◆ **WHAT THE EXERCISE ASKS**: Spot each line in the data below containing "edges" and copy it.

◆ **GIVEN DATA**:
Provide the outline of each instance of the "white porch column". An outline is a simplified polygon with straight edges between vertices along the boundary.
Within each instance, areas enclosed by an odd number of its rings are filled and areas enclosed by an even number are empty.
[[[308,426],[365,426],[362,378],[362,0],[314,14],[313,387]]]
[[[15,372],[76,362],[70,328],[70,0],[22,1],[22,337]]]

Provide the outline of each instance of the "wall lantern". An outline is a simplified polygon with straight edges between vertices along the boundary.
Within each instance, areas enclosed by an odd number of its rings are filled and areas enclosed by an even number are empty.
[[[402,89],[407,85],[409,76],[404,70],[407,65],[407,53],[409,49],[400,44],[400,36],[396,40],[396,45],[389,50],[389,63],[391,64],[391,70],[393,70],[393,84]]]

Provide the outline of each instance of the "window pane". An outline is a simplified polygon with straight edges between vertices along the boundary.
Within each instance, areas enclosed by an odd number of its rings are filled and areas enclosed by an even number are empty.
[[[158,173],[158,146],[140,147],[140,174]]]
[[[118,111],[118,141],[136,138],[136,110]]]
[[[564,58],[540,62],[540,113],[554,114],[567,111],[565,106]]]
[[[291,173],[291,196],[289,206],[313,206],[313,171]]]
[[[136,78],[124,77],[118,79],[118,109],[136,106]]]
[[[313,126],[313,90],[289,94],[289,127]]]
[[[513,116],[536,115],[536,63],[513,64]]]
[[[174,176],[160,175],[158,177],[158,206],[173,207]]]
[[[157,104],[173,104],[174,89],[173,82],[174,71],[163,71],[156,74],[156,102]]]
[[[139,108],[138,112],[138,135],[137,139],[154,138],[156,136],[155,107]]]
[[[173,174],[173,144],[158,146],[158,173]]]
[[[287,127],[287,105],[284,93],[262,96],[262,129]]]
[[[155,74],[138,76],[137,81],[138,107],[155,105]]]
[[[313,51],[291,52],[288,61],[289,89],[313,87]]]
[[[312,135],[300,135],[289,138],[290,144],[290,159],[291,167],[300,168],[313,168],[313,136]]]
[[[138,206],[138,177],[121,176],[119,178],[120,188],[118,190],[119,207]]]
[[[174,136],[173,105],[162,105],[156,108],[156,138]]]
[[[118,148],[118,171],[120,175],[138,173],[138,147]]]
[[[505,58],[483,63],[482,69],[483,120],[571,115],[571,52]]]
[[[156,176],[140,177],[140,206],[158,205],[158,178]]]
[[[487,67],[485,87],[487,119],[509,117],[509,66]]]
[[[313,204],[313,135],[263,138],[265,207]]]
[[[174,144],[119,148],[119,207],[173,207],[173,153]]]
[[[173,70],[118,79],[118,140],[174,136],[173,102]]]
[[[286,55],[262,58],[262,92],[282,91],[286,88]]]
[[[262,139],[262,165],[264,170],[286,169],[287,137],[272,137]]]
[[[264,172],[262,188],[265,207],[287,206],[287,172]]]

◆ **SOLUTION**:
Provide the outline of each instance of the "white porch column". An outline is a simplified polygon with straight edges between vertices along the boundary.
Provide the outline of each instance of the "wall lantern". An outline is a simplified polygon with straight edges between vertices along the boundary.
Provide the outline of each instance of the "window pane". An outline is a simplified polygon with straight edges between vertices along the boundary.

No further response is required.